EXERCISE DIRECTIONS
All entries are to be transcribed verbatim, but images are not carried over.

MATERIALS PROVIDED
◇ ◇ ◇ ◇

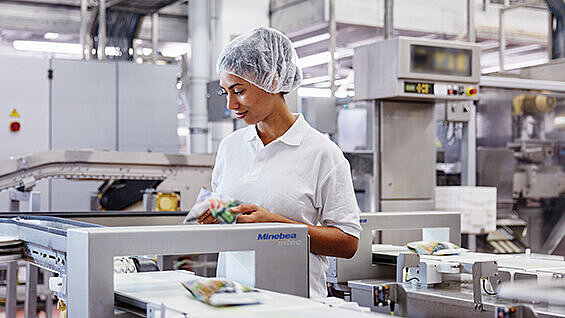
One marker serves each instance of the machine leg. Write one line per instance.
(49, 296)
(11, 292)
(31, 291)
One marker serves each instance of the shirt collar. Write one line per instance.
(292, 137)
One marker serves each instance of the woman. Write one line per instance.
(288, 171)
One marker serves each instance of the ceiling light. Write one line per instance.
(175, 49)
(147, 51)
(323, 57)
(559, 121)
(50, 35)
(112, 51)
(182, 131)
(313, 80)
(51, 47)
(313, 92)
(311, 40)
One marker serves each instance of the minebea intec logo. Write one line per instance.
(281, 239)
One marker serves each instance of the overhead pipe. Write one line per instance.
(557, 9)
(101, 30)
(154, 35)
(471, 36)
(199, 36)
(83, 26)
(388, 20)
(331, 64)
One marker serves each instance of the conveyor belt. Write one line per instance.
(387, 254)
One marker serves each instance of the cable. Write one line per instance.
(411, 279)
(485, 288)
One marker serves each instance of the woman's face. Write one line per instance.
(249, 102)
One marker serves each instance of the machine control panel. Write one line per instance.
(417, 69)
(440, 89)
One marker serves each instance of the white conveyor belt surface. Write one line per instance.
(158, 288)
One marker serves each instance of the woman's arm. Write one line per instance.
(324, 240)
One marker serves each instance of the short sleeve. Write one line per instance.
(217, 171)
(338, 202)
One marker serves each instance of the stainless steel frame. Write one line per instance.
(183, 173)
(90, 252)
(83, 256)
(361, 265)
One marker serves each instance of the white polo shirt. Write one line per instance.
(301, 175)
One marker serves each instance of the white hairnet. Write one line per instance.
(264, 57)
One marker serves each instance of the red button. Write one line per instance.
(15, 126)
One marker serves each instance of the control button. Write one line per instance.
(471, 91)
(15, 126)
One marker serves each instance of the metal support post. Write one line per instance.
(471, 36)
(501, 40)
(331, 64)
(550, 33)
(83, 27)
(34, 201)
(11, 291)
(388, 21)
(101, 30)
(405, 260)
(469, 148)
(49, 297)
(31, 291)
(154, 35)
(482, 271)
(199, 36)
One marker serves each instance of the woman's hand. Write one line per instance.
(255, 214)
(207, 218)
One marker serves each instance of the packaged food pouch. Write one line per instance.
(219, 206)
(222, 292)
(435, 248)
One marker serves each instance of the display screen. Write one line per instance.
(419, 88)
(440, 60)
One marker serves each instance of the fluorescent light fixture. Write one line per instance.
(323, 58)
(311, 40)
(51, 47)
(50, 35)
(313, 60)
(559, 121)
(339, 82)
(514, 65)
(112, 51)
(147, 51)
(175, 49)
(314, 92)
(182, 131)
(313, 80)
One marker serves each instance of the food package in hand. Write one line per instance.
(219, 206)
(435, 248)
(222, 292)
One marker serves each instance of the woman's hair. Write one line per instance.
(264, 57)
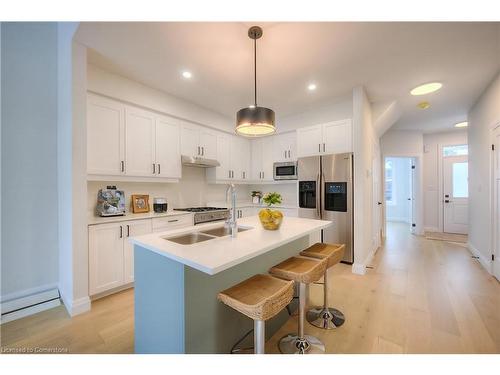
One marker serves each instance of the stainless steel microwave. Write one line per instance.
(285, 170)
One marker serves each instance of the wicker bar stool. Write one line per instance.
(325, 317)
(260, 297)
(304, 271)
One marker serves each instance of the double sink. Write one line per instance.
(205, 235)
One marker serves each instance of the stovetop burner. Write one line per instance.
(200, 209)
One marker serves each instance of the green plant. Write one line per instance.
(272, 198)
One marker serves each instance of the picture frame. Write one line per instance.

◇ ◇ ◇ ◇

SOLUTION TO THIS EXERCISE
One marker serves each instance of the machine leg. Write one line per instance.
(49, 296)
(11, 292)
(31, 291)
One marker serves each instance of the shirt collar. Write one line per instance.
(292, 137)
One marker serves each instance of the woman. Write one line per instance.
(288, 171)
One marker serves each instance of the ceiling light. Write one line per instance.
(175, 49)
(147, 51)
(323, 57)
(559, 121)
(50, 35)
(112, 51)
(182, 131)
(313, 80)
(51, 47)
(313, 92)
(311, 40)
One marker serves each instance of the minebea intec logo. Write one line per instance.
(281, 239)
One marker serves each instance of the overhead pipe. Write one line per instance.
(557, 9)
(101, 30)
(154, 35)
(471, 36)
(199, 36)
(83, 26)
(388, 20)
(331, 64)
One marker serves each instance of the conveyor belt. Write one line per instance.
(387, 254)
One marker serves each instance of the cable. Write one line per instance.
(411, 279)
(485, 288)
One marker serves each instance of the woman's face. Write one line per instance.
(249, 102)
One marker serves each instance of the machine control panel. Write one line per instance.
(417, 69)
(440, 89)
One marker serves each instance of the white conveyor belt surface. Write one line per instance.
(158, 288)
One marker serves each instance of the woman's arm. Write one line per instance.
(324, 240)
One marker serves each instance of the short sleeve. Write one line per instance.
(217, 171)
(338, 202)
One marker serves each instance of the stainless steel frame. Write one line per instance.
(183, 173)
(90, 252)
(83, 256)
(361, 265)
One marker serves each instance of the white polo shirt. Write one line per instance.
(301, 175)
One marker serves each instance of the white hairnet. Write one line per instance.
(264, 57)
One marker serves each instance of the red button. Write one line per instance.
(15, 126)
One marker serves each instance of the control button. Write one line per instance.
(471, 91)
(15, 126)
One marker serves each instance of the metal support post. Write one line per instance.
(471, 36)
(501, 40)
(331, 64)
(550, 33)
(83, 27)
(34, 201)
(11, 291)
(388, 21)
(101, 30)
(405, 260)
(469, 148)
(49, 297)
(31, 291)
(154, 35)
(482, 271)
(199, 36)
One marker serves each instance of the woman's hand. Write one line per instance.
(255, 214)
(207, 218)
One marker serves each instance of the packaged food pouch. Write one line per instance.
(219, 206)
(222, 292)
(435, 248)
One marker serves each instance of the display screen. Write one line per instance.
(419, 88)
(440, 60)
One marker serves each instance of the fluorescent light fixture. Write one line per instance.
(323, 58)
(311, 40)
(51, 47)
(50, 35)
(313, 60)
(559, 121)
(339, 82)
(514, 65)
(112, 51)
(147, 51)
(175, 49)
(314, 92)
(182, 131)
(313, 80)
One marker serves each instance of the food package in hand. Write one line per instance.
(219, 206)
(435, 248)
(222, 292)
One marker serves each instance of the woman's hair. Write one line per instance.
(264, 57)
One marker serves each instance of the stainless steel microwave. Write one line per instance.
(285, 170)
One marker serves each instance of the wicker bar stool. Write one line per instance.
(325, 317)
(260, 297)
(304, 271)
One marker serves each instance of the double sink. Write one line per instance.
(205, 235)
One marker serves each instance of the stovetop burner. Write one line per instance.
(200, 209)
One marker serves each instance of the green plant. Write one line per instance.
(272, 198)
One marker serves each instance of the picture frame. Write one line per instance.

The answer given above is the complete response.